Your assignment: Gather all lines in the records below that include the word "person".

Data excerpts:
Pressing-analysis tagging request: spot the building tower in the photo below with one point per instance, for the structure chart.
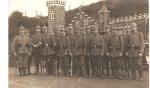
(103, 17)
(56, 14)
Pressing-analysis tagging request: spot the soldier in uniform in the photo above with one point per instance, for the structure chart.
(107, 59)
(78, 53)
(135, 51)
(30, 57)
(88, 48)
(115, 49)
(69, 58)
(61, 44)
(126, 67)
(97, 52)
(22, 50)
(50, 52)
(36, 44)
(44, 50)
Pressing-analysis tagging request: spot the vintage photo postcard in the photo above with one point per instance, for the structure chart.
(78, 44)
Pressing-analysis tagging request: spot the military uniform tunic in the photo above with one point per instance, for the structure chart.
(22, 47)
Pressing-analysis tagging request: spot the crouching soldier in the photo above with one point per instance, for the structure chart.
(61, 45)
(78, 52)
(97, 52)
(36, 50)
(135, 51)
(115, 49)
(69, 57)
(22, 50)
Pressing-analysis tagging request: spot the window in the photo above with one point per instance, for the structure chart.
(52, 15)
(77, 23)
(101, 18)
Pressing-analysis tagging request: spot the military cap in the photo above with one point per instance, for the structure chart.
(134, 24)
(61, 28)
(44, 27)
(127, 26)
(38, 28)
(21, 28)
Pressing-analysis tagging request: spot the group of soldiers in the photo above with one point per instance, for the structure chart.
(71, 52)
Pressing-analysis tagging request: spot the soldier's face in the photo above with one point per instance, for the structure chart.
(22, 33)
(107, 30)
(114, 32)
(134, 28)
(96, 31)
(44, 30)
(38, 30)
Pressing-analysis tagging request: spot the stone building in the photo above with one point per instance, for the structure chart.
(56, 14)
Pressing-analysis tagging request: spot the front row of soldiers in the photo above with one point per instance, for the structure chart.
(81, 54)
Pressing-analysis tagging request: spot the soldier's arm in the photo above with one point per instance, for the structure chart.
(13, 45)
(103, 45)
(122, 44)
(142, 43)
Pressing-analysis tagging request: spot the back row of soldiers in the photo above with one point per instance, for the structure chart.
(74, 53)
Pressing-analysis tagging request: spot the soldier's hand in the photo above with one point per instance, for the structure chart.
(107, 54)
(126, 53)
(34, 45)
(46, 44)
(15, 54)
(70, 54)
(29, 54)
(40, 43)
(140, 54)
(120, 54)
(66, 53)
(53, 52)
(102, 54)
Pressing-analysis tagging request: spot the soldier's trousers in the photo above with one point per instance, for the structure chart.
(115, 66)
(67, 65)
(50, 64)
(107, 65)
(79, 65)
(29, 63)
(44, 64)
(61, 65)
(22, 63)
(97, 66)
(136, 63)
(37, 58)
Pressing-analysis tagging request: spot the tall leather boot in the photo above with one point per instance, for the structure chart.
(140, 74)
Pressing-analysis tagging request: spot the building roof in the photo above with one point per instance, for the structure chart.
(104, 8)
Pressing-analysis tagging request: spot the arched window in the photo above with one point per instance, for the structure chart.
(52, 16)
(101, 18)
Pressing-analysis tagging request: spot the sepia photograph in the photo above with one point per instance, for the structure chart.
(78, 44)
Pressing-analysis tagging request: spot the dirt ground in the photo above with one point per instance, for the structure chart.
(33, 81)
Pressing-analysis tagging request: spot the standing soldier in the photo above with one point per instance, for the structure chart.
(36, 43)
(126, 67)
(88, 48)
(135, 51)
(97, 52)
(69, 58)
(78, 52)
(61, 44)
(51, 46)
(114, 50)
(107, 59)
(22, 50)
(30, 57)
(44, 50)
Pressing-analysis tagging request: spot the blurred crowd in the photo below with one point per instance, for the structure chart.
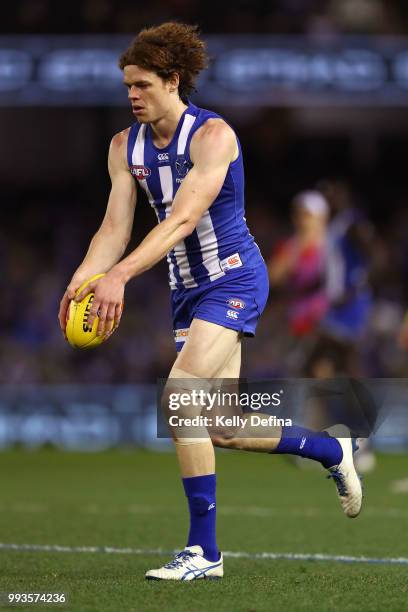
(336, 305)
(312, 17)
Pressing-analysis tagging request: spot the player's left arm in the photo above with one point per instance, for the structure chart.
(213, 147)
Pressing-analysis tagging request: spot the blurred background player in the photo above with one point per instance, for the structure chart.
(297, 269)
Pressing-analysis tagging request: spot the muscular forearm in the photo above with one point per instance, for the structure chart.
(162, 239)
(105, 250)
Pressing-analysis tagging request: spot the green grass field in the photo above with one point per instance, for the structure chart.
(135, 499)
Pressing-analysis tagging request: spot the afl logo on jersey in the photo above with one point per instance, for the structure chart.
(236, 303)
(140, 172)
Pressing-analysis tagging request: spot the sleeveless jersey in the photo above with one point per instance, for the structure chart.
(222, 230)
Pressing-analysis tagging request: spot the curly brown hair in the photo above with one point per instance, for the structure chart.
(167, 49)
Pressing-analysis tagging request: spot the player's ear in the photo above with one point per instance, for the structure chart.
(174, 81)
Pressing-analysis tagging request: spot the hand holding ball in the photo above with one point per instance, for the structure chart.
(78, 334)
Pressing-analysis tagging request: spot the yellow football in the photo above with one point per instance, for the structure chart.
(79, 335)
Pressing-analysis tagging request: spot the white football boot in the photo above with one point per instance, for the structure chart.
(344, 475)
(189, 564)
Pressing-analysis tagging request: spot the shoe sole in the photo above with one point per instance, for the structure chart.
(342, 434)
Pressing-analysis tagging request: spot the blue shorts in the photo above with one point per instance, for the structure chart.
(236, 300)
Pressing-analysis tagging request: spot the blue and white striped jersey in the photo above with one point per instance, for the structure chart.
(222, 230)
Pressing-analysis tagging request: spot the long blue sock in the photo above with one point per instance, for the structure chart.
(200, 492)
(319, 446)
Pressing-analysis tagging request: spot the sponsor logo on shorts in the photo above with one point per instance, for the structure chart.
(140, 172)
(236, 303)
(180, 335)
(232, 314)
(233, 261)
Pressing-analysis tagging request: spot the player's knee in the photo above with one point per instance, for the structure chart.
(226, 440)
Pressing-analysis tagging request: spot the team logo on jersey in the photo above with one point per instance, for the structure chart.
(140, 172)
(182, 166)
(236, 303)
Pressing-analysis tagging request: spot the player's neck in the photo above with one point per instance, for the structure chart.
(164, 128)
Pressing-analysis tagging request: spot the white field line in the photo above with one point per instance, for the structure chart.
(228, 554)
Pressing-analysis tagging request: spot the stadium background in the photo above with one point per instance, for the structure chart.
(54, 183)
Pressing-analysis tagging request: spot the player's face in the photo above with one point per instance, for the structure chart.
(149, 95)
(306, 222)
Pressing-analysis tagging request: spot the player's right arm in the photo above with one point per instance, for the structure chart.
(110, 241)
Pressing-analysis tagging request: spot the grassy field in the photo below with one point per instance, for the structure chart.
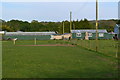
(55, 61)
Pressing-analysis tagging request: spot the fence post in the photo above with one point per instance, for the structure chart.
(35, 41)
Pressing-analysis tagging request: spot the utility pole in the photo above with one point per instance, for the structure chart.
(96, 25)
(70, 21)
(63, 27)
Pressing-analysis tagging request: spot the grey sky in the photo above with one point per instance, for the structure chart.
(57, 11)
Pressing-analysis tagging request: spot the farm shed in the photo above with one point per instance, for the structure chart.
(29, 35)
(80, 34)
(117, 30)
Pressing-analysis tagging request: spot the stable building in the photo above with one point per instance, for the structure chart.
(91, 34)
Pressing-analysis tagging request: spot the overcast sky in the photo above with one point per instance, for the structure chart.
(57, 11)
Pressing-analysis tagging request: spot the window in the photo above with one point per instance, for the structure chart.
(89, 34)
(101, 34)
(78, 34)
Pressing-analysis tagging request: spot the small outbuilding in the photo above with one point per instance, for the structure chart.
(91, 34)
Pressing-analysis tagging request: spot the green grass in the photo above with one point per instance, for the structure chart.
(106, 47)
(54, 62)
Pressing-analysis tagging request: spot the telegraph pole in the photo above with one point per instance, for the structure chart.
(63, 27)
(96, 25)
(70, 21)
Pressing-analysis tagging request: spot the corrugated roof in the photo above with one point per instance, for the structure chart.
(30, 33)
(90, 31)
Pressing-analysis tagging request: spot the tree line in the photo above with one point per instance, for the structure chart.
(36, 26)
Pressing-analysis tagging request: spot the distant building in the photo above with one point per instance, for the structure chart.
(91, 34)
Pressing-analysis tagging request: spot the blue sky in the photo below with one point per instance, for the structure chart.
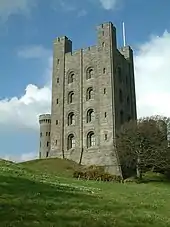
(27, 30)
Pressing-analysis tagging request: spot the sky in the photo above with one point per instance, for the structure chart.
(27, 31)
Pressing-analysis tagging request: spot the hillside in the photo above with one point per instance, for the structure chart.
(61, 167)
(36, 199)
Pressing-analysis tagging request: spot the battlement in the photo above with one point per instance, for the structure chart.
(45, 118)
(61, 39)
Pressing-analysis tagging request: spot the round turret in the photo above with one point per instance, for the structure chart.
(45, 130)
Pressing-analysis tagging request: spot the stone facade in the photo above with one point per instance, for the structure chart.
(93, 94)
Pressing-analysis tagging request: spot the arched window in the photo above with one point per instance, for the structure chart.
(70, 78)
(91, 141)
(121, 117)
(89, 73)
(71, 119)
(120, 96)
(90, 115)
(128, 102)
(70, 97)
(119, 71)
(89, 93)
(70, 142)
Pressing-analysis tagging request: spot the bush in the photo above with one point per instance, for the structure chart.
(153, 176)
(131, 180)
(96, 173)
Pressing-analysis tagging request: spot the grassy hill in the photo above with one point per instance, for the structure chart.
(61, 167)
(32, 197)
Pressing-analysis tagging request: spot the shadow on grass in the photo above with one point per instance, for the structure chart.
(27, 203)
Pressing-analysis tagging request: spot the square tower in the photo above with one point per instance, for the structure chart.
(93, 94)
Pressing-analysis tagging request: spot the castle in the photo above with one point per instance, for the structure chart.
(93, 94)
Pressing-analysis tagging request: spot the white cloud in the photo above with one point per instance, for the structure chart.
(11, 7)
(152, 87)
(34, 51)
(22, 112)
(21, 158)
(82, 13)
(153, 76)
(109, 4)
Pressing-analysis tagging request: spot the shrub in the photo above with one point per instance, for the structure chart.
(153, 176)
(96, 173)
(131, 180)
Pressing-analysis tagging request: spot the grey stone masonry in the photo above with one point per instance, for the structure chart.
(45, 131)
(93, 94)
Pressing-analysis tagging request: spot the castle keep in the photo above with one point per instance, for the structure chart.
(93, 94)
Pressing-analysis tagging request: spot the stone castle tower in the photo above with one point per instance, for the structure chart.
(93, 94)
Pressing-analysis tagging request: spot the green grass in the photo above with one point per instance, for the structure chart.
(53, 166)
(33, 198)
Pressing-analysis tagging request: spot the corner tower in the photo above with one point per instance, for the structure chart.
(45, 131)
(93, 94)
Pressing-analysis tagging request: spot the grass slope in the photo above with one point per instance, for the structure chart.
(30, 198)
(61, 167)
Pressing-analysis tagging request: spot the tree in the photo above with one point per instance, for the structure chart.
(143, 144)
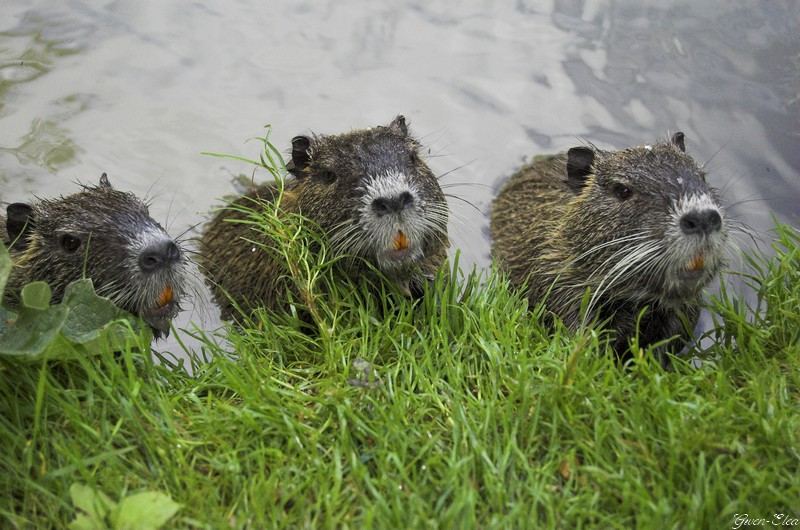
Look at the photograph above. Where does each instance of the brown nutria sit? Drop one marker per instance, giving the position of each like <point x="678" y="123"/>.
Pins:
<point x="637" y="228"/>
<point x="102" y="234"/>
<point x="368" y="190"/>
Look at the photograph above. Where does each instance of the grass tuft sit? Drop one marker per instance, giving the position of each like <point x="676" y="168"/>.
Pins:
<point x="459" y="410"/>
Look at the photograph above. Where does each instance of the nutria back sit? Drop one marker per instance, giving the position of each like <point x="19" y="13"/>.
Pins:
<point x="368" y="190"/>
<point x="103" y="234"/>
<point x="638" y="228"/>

==

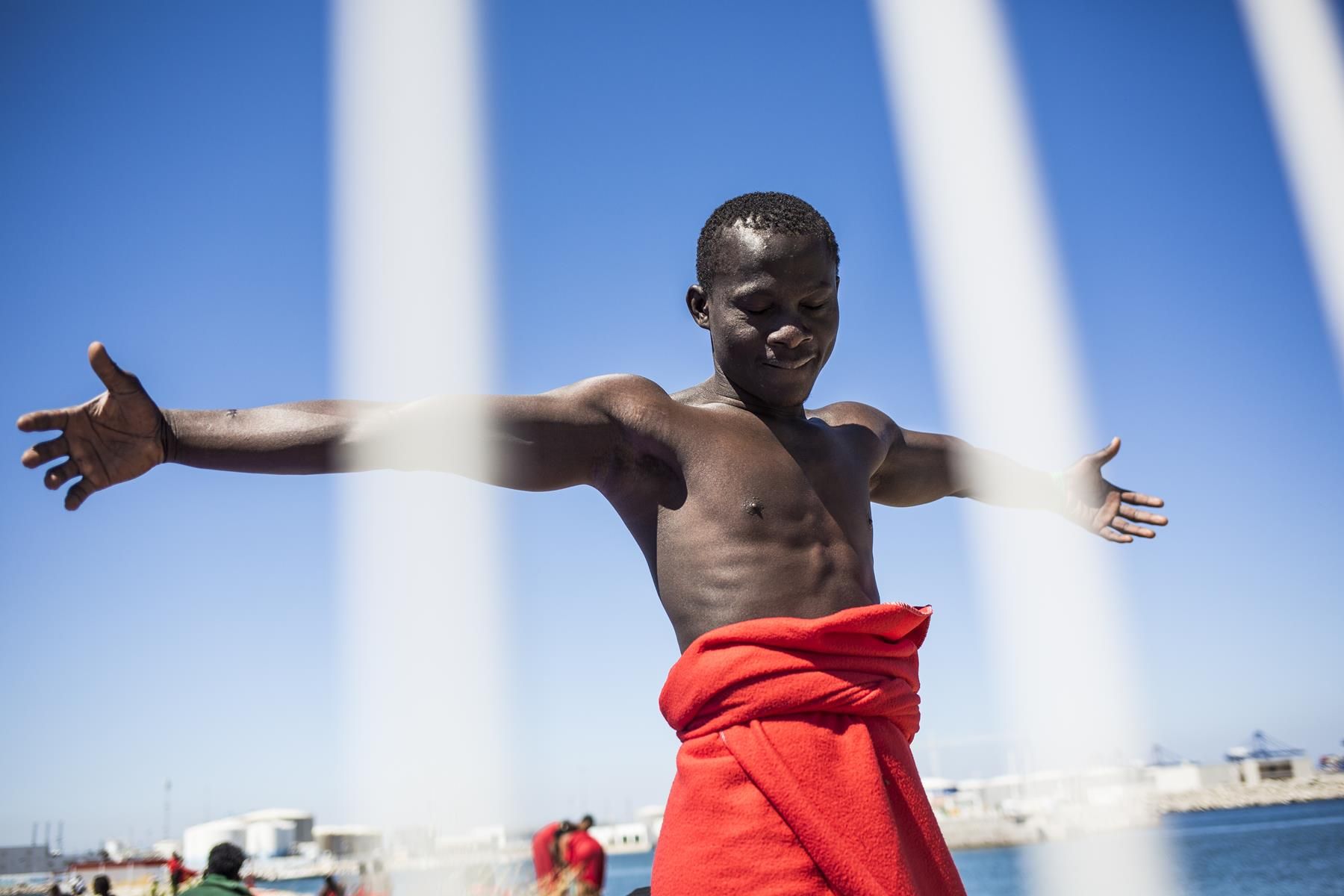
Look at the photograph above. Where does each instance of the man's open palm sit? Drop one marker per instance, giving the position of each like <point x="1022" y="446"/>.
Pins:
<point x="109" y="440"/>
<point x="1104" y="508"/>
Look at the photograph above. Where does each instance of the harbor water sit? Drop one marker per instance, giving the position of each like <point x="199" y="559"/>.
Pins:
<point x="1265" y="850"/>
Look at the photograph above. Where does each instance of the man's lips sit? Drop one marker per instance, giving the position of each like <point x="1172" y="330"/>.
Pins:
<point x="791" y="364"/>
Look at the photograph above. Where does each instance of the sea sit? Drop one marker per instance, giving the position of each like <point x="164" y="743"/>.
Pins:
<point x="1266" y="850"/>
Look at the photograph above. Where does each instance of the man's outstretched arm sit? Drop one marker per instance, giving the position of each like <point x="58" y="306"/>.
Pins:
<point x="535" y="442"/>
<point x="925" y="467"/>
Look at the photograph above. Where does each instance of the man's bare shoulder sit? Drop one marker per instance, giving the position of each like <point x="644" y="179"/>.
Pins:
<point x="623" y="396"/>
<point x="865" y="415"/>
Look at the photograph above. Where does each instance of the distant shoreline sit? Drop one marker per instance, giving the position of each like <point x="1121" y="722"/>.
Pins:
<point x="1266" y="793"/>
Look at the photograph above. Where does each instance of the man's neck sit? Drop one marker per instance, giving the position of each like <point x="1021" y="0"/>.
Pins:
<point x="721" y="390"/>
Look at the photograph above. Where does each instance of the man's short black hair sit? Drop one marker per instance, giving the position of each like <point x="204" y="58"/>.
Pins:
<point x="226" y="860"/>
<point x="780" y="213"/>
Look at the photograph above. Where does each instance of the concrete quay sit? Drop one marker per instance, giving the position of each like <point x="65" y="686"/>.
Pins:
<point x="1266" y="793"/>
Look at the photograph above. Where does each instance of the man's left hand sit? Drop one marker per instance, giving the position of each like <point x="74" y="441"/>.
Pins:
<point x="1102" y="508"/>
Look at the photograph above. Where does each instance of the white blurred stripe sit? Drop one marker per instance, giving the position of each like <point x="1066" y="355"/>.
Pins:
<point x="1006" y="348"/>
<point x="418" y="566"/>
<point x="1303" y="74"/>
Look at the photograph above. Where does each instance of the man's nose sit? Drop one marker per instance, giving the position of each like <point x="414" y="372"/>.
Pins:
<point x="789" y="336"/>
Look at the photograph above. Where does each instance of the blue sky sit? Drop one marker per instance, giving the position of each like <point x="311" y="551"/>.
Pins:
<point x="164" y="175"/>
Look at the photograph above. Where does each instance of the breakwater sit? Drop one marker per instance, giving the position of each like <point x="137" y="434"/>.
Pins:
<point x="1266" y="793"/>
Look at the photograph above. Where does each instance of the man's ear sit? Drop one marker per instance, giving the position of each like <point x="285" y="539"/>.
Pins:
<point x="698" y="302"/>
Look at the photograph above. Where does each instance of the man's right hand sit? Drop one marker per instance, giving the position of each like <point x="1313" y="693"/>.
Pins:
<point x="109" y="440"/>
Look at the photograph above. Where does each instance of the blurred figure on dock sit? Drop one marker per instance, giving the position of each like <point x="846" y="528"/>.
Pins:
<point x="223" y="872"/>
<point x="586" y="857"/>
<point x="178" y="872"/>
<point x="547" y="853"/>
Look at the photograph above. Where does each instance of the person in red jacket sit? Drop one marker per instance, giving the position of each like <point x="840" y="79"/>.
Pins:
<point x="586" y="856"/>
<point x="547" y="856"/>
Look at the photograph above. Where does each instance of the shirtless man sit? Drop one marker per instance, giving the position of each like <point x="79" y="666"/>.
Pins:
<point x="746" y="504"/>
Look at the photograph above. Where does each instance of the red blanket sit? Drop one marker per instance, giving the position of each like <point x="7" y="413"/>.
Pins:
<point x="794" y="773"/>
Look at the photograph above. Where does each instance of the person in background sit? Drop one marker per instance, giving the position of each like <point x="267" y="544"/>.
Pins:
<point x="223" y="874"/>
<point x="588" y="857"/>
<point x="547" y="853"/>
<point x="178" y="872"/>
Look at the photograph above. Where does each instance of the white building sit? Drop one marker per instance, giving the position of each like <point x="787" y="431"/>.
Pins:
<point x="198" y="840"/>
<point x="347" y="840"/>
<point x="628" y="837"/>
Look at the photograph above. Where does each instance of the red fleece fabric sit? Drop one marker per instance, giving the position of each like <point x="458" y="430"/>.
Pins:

Written answer:
Look at the photograph above. Where does each instance of the person in red jacket sit? Drop one marker per instance, giving the position of each like <point x="840" y="79"/>.
Look at the photograph above. Where does each instance of the person in background sit? Drop one marker per instance, giving the position of each like <point x="267" y="544"/>.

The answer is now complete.